- _What you need to do_
Your task is to write out every line of the data exactly. Drop the pictures.

[Records contained in a dataset]
◇ ◇ ◇ ◇ ◇ ◇ ◇

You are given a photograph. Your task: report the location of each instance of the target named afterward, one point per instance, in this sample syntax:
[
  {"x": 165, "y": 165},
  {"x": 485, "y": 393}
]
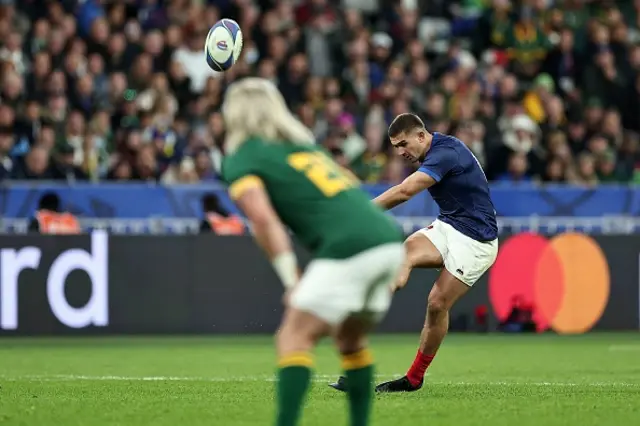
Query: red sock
[{"x": 418, "y": 368}]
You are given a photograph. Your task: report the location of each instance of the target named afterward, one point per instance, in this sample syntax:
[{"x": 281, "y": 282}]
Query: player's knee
[
  {"x": 436, "y": 305},
  {"x": 420, "y": 251},
  {"x": 351, "y": 344}
]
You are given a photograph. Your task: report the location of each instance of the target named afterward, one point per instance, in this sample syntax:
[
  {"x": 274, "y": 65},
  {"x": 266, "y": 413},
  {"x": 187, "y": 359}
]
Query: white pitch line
[
  {"x": 624, "y": 348},
  {"x": 324, "y": 378}
]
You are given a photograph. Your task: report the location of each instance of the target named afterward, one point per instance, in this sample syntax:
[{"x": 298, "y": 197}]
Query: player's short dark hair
[
  {"x": 49, "y": 201},
  {"x": 405, "y": 123}
]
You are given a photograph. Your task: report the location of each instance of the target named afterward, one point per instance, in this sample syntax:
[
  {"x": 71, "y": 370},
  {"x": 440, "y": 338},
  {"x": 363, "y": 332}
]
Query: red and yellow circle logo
[{"x": 565, "y": 279}]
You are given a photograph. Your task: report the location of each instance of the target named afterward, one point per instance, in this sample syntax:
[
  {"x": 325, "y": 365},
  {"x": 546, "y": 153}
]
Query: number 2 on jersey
[{"x": 322, "y": 172}]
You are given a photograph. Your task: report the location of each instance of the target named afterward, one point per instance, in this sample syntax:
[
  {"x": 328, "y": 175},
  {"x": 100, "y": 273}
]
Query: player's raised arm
[
  {"x": 271, "y": 235},
  {"x": 402, "y": 192}
]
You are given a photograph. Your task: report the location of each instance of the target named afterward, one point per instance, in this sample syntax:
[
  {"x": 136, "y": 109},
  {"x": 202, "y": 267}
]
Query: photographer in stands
[
  {"x": 217, "y": 219},
  {"x": 49, "y": 220}
]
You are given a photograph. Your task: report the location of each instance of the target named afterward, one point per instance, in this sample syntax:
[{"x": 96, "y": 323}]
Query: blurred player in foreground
[
  {"x": 279, "y": 178},
  {"x": 462, "y": 240}
]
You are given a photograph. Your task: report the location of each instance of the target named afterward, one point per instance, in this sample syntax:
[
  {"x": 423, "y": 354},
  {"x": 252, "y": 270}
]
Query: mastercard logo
[{"x": 565, "y": 279}]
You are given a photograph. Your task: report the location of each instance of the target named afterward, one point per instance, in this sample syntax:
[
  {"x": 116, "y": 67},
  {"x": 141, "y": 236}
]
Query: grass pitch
[{"x": 475, "y": 380}]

◇ ◇ ◇ ◇ ◇ ◇ ◇

- _Output of the task_
You are given a photograph. Your task: report the location of each instance of the target named afterward, one point per instance, in this sample syntax:
[
  {"x": 165, "y": 165},
  {"x": 485, "y": 393}
]
Query: red sock
[{"x": 418, "y": 368}]
You are given a photograph. Your task: report the location of each instance of the target named afterward, one point per instance, in this sample syntax:
[{"x": 281, "y": 282}]
Query: player's knee
[
  {"x": 436, "y": 305},
  {"x": 420, "y": 251},
  {"x": 351, "y": 344}
]
You are given a photograph. Your task: report the location of each instance of the target named afterward, one point per instance, in this sample syntax:
[
  {"x": 274, "y": 65},
  {"x": 266, "y": 413},
  {"x": 187, "y": 359}
]
Query: white pitch line
[
  {"x": 624, "y": 348},
  {"x": 324, "y": 378}
]
You are given a photograph. Your task: report the location of each instance of the target named afterward, one point per instance, in this sample syntax:
[{"x": 298, "y": 197}]
Query: player's short dark hair
[
  {"x": 49, "y": 201},
  {"x": 405, "y": 123}
]
You are given a photograph. Your task: report the location of each instance of the target named afterward, one point per instance, in this sample syntax:
[
  {"x": 71, "y": 370},
  {"x": 440, "y": 338},
  {"x": 363, "y": 332}
]
Query: red and yellow circle logo
[{"x": 565, "y": 279}]
You are given a photograph. Your task: report the location of each instance of the target named afterward, one point per instance, in this sample syntax:
[
  {"x": 325, "y": 365},
  {"x": 546, "y": 153}
]
Query: number 2 on jersey
[{"x": 322, "y": 172}]
You are given a photograph. Your task: report the location of each instance of the target named afterward, one point per instance, in this sample syntax:
[
  {"x": 328, "y": 175},
  {"x": 100, "y": 273}
]
Query: player's raised arm
[
  {"x": 271, "y": 235},
  {"x": 402, "y": 192}
]
You are given a photograph. Your task: report the location of each instance of the target named afterward, one point per instance, in this sample syntax:
[
  {"x": 136, "y": 109},
  {"x": 202, "y": 267}
]
Query: photographer in stands
[
  {"x": 217, "y": 219},
  {"x": 49, "y": 220}
]
You are given a photograph. Your task: report the location of each instance of the target named afterward, one point per instance, in this sample syntax:
[{"x": 96, "y": 323}]
Query: blurred player in foreground
[
  {"x": 279, "y": 178},
  {"x": 462, "y": 240}
]
You are given a photograph. Your task: report the location of each instance of the target named afterward, one point per instance, in this sample syntax:
[
  {"x": 423, "y": 354},
  {"x": 252, "y": 270}
]
Query: mastercard logo
[{"x": 565, "y": 279}]
You are given a photograph. Your task: report the location of each instance of the target named afterward, one point per instance, in this sample syntax:
[
  {"x": 116, "y": 67},
  {"x": 141, "y": 236}
]
Query: grass pitch
[{"x": 475, "y": 380}]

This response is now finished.